Pick out every line in the records below that contains the word "green" and copy each of those lines unchanged.

Supplied records ->

####################

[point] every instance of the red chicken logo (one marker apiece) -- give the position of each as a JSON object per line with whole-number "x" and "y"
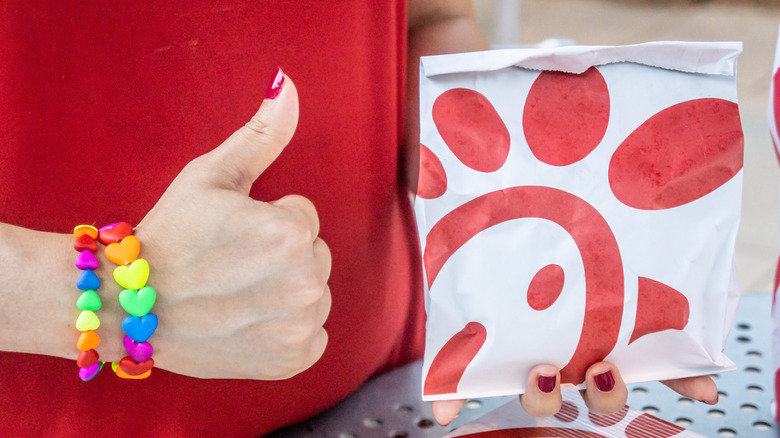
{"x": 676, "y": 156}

####################

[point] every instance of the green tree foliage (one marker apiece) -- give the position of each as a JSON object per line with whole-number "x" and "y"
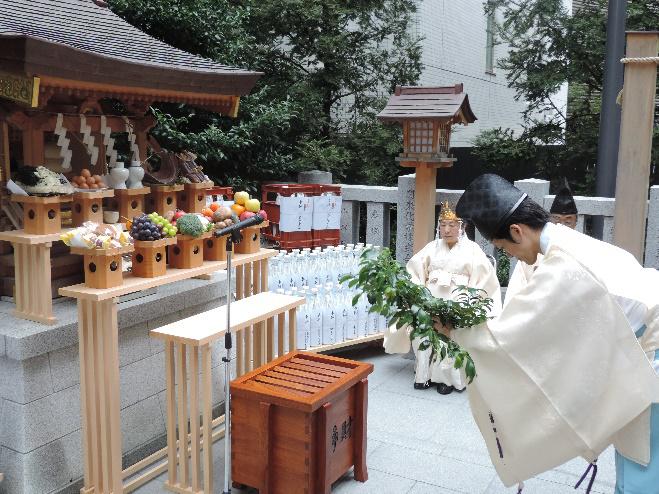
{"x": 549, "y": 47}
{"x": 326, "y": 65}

####################

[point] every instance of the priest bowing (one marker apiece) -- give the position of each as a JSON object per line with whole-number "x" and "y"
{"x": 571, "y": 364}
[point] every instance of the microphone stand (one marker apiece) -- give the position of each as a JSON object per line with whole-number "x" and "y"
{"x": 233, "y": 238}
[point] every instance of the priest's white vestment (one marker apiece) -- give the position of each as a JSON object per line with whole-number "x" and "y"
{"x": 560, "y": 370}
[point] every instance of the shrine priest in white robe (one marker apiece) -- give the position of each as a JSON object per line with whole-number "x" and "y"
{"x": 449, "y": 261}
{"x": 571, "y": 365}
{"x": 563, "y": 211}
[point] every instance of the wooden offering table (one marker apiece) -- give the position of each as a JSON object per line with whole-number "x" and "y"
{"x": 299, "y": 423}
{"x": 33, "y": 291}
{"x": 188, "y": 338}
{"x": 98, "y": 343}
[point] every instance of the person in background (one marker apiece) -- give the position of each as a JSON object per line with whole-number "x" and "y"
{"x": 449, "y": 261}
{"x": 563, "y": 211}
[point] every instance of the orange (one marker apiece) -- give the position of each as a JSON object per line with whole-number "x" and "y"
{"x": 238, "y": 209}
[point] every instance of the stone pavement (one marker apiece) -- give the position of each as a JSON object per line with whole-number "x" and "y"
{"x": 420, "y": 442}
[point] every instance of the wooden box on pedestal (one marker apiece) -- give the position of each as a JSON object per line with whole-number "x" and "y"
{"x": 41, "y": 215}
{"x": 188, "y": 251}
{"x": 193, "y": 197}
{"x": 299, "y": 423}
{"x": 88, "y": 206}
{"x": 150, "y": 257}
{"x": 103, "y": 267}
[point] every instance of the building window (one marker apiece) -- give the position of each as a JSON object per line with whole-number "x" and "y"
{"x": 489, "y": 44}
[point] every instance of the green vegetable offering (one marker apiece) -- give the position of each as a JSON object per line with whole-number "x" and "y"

####################

Output of the exercise ->
[point] every instance of the green tree foliage (one marker apiece) -- give the position of each as a JSON object per line with whole-number "x" and "y"
[point] every instance of the green vegetable offering (one marker apiece) -- give the position of each as a JSON object per line with whole-number "x" and "y"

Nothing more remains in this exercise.